══ Extract to read ══

ANSTED - Ansted Middle School's gym was a room of nerves and emotions Saturday as donors cut 10 or more inches off their hair.
"I love it. I love it. I feel really lighter," said Denise Estep of Beckley. "I really like it."
Ansted resident, Lora Knight, also talked about chopping off her hair.
"I could see where it was shorter when she was combing it out, but when I stood up and took the cape off is when I really noticed that it wasn't on my back like it normally is," Knight told WOAY. "It was a little shocking at first, but it's OK."
After a few snips, dozens of men and women were transformed.
"I feel wonderful that it's going for a good cause," Knight said. "So that's why I was so much willing to get it shorter than I had originally planned."
The donated hair will be shipped to Locks of Love, an organization that makes wigs for children who lose their hair to illnesses.
There to support the donors were several women who know first hand what it's like to be without.

═══
══ Available data ══

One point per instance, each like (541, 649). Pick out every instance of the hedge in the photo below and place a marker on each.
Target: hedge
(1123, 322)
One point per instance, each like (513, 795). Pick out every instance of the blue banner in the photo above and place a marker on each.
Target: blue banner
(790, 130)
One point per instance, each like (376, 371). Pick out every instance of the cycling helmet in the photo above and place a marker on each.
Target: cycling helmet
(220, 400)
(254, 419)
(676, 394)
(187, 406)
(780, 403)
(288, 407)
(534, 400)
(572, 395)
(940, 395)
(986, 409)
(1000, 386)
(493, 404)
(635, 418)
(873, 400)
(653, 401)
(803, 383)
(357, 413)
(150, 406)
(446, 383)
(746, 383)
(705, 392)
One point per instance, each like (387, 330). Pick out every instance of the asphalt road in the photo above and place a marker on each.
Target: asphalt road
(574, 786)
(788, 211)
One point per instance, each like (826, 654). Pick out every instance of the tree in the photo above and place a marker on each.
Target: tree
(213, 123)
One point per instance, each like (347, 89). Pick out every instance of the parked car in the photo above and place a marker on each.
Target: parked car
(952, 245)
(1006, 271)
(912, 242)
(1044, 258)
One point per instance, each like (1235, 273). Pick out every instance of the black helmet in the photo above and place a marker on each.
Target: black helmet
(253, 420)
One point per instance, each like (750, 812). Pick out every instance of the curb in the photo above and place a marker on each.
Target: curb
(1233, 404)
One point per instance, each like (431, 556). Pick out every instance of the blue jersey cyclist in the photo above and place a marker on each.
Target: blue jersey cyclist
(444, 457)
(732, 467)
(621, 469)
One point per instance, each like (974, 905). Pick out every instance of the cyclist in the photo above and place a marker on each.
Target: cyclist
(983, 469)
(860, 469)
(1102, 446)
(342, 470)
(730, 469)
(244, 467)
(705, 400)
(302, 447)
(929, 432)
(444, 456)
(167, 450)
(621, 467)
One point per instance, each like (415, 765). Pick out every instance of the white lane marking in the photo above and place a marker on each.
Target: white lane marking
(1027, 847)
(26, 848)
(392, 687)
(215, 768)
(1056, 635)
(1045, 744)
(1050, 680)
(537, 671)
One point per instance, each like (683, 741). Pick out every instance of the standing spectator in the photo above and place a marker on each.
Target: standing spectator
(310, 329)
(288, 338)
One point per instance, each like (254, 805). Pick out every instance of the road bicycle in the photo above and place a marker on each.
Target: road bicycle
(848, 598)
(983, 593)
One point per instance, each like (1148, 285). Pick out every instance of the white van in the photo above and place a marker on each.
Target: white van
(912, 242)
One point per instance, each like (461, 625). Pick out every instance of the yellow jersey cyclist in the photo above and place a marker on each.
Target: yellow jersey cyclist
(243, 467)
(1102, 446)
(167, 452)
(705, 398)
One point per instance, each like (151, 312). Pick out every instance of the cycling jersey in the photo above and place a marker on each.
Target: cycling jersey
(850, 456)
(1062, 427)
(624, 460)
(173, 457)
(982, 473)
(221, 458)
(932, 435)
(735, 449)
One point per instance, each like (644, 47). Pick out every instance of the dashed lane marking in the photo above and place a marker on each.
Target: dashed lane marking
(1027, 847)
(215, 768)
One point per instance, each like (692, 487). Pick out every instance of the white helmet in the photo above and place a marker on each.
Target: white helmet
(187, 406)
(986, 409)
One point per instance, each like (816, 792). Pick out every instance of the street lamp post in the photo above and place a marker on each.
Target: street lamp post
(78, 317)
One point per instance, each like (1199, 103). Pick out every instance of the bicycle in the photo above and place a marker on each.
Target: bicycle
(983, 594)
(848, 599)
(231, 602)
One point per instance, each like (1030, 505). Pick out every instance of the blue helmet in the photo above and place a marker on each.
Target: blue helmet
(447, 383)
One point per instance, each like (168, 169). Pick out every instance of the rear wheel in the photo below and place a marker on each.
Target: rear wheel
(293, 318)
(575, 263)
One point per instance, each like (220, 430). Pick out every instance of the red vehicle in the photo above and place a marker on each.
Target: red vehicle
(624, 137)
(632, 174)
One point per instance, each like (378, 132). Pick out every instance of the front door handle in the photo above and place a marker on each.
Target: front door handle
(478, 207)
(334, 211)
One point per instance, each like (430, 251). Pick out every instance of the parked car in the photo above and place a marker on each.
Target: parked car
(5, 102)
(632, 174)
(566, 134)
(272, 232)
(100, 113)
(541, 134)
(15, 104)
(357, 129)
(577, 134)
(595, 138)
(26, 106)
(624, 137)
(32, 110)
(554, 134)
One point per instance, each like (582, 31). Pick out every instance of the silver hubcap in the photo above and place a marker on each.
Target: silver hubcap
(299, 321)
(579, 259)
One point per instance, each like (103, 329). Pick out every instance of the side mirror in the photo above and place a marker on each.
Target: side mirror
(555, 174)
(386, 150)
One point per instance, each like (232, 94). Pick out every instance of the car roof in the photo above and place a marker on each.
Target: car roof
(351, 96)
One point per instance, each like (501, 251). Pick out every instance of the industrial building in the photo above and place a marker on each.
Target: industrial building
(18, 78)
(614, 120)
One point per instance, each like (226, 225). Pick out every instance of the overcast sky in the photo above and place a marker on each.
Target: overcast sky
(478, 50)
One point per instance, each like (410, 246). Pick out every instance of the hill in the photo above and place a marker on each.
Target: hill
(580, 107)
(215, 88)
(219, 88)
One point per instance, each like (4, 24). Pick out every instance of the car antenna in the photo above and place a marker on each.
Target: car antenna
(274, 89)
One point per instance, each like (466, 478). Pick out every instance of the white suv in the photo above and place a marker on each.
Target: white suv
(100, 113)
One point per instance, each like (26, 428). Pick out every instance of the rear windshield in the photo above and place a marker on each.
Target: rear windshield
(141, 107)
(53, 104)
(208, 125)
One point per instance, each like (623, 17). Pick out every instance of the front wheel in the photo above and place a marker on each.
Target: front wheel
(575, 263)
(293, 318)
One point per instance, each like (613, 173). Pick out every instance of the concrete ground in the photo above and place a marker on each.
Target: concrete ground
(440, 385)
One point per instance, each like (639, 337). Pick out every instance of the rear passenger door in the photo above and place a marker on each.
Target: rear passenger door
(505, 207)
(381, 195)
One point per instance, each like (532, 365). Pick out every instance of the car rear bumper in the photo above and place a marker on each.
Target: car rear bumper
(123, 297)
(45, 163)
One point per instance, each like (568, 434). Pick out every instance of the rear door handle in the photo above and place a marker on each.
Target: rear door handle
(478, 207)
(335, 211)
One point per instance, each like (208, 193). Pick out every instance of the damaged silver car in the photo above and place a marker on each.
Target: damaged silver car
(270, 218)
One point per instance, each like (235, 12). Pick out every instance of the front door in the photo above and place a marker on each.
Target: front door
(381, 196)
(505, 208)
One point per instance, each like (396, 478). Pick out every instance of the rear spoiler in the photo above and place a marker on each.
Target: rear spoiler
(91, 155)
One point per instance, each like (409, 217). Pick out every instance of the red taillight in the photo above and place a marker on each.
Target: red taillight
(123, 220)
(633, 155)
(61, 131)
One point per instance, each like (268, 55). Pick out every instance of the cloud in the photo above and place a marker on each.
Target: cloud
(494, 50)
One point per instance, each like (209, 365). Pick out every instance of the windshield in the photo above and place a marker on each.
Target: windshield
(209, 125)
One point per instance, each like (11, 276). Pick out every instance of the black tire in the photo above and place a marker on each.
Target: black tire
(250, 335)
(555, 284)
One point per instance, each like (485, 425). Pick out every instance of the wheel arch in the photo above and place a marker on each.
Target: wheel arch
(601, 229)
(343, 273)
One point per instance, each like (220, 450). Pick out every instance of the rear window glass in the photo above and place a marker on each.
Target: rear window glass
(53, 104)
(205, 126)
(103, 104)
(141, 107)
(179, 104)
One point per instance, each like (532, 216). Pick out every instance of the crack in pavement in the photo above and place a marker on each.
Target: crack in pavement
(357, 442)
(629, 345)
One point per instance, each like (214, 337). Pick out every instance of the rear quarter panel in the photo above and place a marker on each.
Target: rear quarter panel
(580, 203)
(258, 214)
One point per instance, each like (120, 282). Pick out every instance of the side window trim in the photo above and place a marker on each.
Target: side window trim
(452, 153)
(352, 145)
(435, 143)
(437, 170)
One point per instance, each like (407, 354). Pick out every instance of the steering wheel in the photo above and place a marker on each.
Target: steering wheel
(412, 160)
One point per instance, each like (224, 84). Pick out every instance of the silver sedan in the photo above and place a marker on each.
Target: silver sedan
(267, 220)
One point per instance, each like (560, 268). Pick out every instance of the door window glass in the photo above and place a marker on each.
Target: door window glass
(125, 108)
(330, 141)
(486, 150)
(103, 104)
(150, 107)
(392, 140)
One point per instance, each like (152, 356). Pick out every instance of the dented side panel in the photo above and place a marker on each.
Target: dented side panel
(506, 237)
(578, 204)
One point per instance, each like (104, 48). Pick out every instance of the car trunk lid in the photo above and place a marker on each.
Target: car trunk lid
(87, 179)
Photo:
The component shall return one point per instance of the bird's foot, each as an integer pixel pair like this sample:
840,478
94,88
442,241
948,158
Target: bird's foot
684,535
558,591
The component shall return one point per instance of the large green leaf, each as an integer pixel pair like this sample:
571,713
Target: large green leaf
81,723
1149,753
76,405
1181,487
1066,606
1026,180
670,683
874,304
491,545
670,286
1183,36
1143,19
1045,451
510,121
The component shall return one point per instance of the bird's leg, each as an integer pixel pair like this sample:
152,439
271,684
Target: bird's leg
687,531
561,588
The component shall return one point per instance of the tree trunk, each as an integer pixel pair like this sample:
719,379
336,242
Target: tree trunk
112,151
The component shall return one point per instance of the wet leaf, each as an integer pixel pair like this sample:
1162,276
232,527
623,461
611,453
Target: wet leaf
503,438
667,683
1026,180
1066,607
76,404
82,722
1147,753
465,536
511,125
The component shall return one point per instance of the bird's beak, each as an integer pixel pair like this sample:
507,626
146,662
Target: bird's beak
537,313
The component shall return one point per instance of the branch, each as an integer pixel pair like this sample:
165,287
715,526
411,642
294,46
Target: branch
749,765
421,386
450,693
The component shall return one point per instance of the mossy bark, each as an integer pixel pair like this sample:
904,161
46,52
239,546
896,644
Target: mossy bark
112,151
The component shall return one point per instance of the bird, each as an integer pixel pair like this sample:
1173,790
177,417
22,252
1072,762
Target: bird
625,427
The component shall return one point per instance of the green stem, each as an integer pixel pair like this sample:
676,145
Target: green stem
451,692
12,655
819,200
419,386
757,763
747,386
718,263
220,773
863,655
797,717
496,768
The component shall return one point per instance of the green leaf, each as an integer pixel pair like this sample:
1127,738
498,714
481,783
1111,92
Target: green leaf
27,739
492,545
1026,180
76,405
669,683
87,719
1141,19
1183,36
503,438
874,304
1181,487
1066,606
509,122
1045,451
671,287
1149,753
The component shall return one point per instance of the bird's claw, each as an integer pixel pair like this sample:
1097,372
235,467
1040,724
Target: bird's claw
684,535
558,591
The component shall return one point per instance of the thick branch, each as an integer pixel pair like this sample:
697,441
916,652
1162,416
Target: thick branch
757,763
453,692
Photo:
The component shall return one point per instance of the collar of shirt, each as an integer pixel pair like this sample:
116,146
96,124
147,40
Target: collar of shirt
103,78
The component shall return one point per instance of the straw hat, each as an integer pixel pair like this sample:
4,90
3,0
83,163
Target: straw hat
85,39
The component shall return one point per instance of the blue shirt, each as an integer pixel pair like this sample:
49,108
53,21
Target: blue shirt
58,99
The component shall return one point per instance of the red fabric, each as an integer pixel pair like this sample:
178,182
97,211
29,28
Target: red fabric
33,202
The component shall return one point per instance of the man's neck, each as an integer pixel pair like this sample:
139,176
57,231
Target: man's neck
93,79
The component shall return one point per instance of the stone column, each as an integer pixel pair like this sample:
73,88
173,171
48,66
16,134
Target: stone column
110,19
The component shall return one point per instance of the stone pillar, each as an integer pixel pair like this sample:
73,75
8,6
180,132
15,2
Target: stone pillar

═══

» Tasks for this exercise
a: According to the hair donation article, where will the donated hair be shipped?
b: Please resume the hair donation article, picking up after its final sentence.
The lines above aren't needed for this.

» Answers to the exercise
a: To Locks of Love, an organization that makes wigs for children who lose their hair to illnesses.

b:
"I lost all my hair, and it's completely different than what you think it will be," said Traci Wilson, who is growing her hair back after a bone marrow transplant. "Your husband -- he's sitting there shaving your head, and it's just not a good feeling at all. You don't realize how important your hair is until you're faced with this."
Vonna McVey is a breast cancer survivor who first donated her hair before undergoing chemotherapy.
"It's a little scary because I don't know how I'm going to handle short hair, but i handled it last time," McVey said.
Men and women who made the brave decision to lose the locks walked away with a certificate and souvenir photo taken by the middle school's student council.